● **GIVEN RECORDS**:
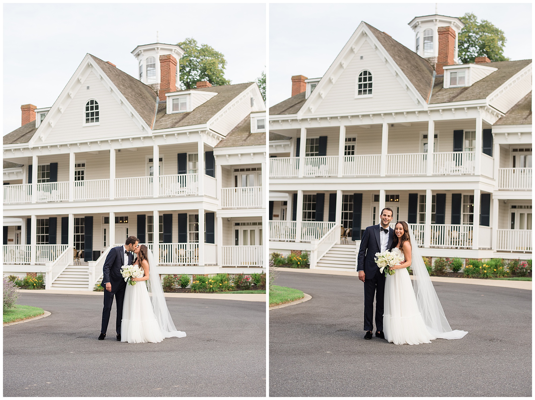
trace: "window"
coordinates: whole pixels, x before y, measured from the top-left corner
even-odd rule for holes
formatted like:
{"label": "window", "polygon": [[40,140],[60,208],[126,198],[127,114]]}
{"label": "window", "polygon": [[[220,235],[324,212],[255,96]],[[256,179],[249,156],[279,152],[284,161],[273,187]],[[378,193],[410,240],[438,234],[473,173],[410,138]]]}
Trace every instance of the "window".
{"label": "window", "polygon": [[358,75],[358,96],[371,95],[372,90],[371,72],[364,70]]}
{"label": "window", "polygon": [[156,60],[153,57],[147,59],[147,81],[156,81]]}
{"label": "window", "polygon": [[303,220],[316,220],[316,195],[303,195]]}
{"label": "window", "polygon": [[89,100],[86,103],[86,124],[98,122],[98,103],[95,100]]}

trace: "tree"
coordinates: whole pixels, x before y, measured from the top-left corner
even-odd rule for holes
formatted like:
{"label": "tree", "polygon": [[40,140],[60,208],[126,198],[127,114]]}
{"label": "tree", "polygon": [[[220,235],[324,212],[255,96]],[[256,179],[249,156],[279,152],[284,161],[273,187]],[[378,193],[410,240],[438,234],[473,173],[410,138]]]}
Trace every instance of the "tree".
{"label": "tree", "polygon": [[199,46],[193,37],[178,44],[185,52],[180,61],[181,89],[194,88],[201,81],[208,81],[213,86],[230,84],[224,76],[227,61],[221,53],[208,44]]}
{"label": "tree", "polygon": [[264,102],[266,102],[266,73],[265,71],[262,71],[262,73],[260,74],[260,76],[256,78],[256,83],[258,85],[258,88],[260,89],[260,93],[262,94],[262,98],[264,99]]}
{"label": "tree", "polygon": [[491,61],[508,61],[503,55],[507,40],[503,31],[486,20],[467,12],[459,19],[464,27],[459,32],[459,59],[463,63],[473,63],[477,57],[487,57]]}

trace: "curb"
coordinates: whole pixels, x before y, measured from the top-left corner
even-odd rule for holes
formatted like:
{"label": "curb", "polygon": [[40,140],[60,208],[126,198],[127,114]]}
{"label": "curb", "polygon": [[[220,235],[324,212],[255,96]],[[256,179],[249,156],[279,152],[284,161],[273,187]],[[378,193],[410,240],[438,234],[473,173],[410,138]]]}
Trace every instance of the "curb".
{"label": "curb", "polygon": [[308,302],[311,298],[312,296],[310,295],[307,295],[306,293],[303,293],[304,297],[303,298],[300,298],[299,300],[295,300],[293,302],[290,302],[289,303],[285,303],[284,304],[279,304],[278,305],[274,305],[273,307],[270,307],[269,310],[271,311],[272,310],[275,310],[276,309],[281,309],[283,307],[287,307],[289,305],[294,305],[294,304],[299,304],[300,303],[304,303],[304,302]]}
{"label": "curb", "polygon": [[[35,291],[35,290],[32,290],[31,291]],[[37,317],[34,317],[33,318],[28,318],[27,319],[23,319],[22,321],[16,321],[14,322],[10,322],[9,324],[4,324],[4,326],[9,326],[10,325],[16,325],[17,324],[22,324],[22,322],[27,322],[28,321],[33,321],[36,319],[39,319],[40,318],[44,318],[45,317],[48,317],[51,313],[52,313],[49,312],[48,311],[44,311],[44,313],[42,314],[40,316],[37,316]]]}

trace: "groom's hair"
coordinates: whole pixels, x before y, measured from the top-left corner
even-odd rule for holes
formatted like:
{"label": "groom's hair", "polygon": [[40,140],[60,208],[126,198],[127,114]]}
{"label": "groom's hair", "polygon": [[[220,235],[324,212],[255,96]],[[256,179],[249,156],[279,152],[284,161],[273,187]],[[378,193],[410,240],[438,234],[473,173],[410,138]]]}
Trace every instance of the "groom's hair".
{"label": "groom's hair", "polygon": [[139,242],[139,239],[135,236],[128,236],[126,238],[126,241],[125,242],[125,245],[127,246],[129,244],[135,244],[136,242]]}

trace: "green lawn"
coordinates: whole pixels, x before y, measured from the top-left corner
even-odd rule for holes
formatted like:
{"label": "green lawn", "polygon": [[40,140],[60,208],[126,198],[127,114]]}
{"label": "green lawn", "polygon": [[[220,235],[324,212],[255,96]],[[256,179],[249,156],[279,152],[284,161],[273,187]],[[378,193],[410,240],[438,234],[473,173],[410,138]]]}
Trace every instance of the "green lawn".
{"label": "green lawn", "polygon": [[271,285],[269,291],[270,307],[299,300],[304,297],[303,292],[297,289]]}
{"label": "green lawn", "polygon": [[37,317],[44,313],[44,310],[39,307],[16,304],[14,308],[4,311],[4,323],[9,324],[23,319]]}

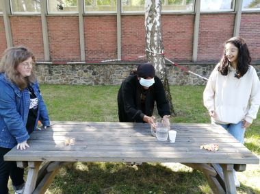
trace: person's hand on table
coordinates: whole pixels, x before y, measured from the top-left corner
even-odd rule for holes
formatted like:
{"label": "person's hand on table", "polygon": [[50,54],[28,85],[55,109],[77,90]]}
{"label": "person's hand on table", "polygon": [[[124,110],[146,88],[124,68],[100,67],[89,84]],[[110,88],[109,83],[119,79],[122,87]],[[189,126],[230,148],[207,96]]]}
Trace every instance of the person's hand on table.
{"label": "person's hand on table", "polygon": [[147,115],[144,115],[143,121],[144,122],[146,122],[151,125],[152,125],[154,123],[153,117],[148,117]]}
{"label": "person's hand on table", "polygon": [[22,143],[17,144],[17,149],[26,149],[26,147],[29,147],[26,140],[25,141],[23,141]]}

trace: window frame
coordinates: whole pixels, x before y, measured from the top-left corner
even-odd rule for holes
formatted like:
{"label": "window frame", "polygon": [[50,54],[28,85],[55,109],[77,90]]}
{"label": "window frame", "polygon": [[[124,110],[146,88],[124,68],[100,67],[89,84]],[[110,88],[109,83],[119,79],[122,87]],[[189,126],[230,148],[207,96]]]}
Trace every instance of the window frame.
{"label": "window frame", "polygon": [[[198,0],[195,0],[195,1],[198,1]],[[233,1],[234,1],[234,3],[233,3],[233,8],[232,9],[226,9],[226,10],[208,10],[208,11],[207,10],[201,10],[201,1],[200,1],[200,13],[233,12],[235,12],[235,3],[236,3],[236,1],[237,1],[237,0],[233,0]]]}
{"label": "window frame", "polygon": [[[49,8],[49,1],[50,1],[50,0],[41,0],[41,1],[46,1],[46,5],[47,6],[48,14],[61,14],[62,15],[62,14],[79,14],[78,3],[77,3],[77,11],[75,11],[75,12],[74,11],[73,12],[66,12],[66,11],[62,11],[62,12],[55,11],[55,12],[53,12],[53,11],[50,11],[50,8]],[[81,0],[77,0],[77,1],[81,1]]]}
{"label": "window frame", "polygon": [[[41,0],[42,1],[42,0]],[[40,14],[41,11],[40,12],[14,12],[12,8],[12,0],[9,0],[9,3],[10,5],[11,14],[13,15],[35,15],[35,14]]]}
{"label": "window frame", "polygon": [[[79,0],[78,0],[79,1]],[[79,0],[81,1],[81,0]],[[86,14],[86,15],[90,15],[90,14],[117,14],[117,1],[121,1],[121,0],[116,0],[116,10],[115,11],[92,11],[92,12],[90,12],[90,11],[88,11],[86,10],[86,1],[85,0],[83,0],[83,5],[84,5],[84,14]],[[109,6],[109,5],[103,5],[104,7],[105,6]]]}

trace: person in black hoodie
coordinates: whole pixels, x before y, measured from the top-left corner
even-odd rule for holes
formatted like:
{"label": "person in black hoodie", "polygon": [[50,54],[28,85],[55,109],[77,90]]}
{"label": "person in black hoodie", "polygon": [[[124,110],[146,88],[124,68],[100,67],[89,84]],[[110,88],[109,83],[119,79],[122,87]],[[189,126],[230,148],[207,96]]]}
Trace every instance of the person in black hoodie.
{"label": "person in black hoodie", "polygon": [[164,85],[155,75],[153,65],[142,64],[122,82],[118,90],[119,121],[153,124],[155,101],[159,114],[169,119],[170,106]]}

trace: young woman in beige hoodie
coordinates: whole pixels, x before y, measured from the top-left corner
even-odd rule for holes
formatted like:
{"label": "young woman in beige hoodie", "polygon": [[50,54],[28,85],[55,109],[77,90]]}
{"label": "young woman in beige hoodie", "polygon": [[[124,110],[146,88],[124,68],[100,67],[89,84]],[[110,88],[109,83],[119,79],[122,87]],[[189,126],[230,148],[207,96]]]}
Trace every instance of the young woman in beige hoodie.
{"label": "young woman in beige hoodie", "polygon": [[257,117],[260,105],[260,82],[250,62],[244,40],[230,38],[225,43],[224,56],[212,71],[203,93],[204,105],[212,123],[222,126],[242,143],[246,129]]}
{"label": "young woman in beige hoodie", "polygon": [[[203,93],[212,123],[222,125],[242,143],[260,105],[260,82],[250,62],[244,40],[230,38]],[[239,184],[235,180],[237,186]]]}

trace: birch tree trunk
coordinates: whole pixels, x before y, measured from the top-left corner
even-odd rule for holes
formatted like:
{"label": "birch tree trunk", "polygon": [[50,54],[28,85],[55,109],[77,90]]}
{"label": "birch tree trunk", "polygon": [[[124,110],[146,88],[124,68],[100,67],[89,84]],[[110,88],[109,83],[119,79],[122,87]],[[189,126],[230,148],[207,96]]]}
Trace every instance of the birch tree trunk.
{"label": "birch tree trunk", "polygon": [[161,1],[145,0],[145,29],[146,57],[148,62],[155,69],[157,76],[163,82],[167,99],[170,103],[172,114],[175,115],[170,93],[168,71],[164,61],[164,47],[161,21]]}

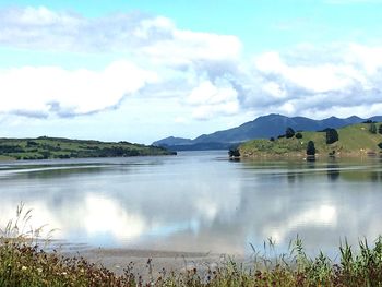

● **WRITTEN REQUEST**: Render the records from the line with "trace: window frame" to the line with "Trace every instance of the window frame." as a Markdown table with the columns Row and Line, numbering each row and omitting blank lines.

● **ANSWER TO THE TASK**:
| Row | Line |
|---|---|
| 1 | trace: window frame |
| 2 | coordinates: whole pixels, x before y, measured from the top-left corner |
| 3 | even-odd rule for holes |
| 4 | formatted like: |
| 5 | {"label": "window frame", "polygon": [[50,54],[28,85],[55,109],[77,90]]} |
| 6 | {"label": "window frame", "polygon": [[[124,110],[146,88],[124,68],[100,67],[89,84]],[[110,88],[109,83],[119,79],[122,87]],[[189,126],[230,148],[207,96]]]} |
| 7 | Trace every instance of the window frame. |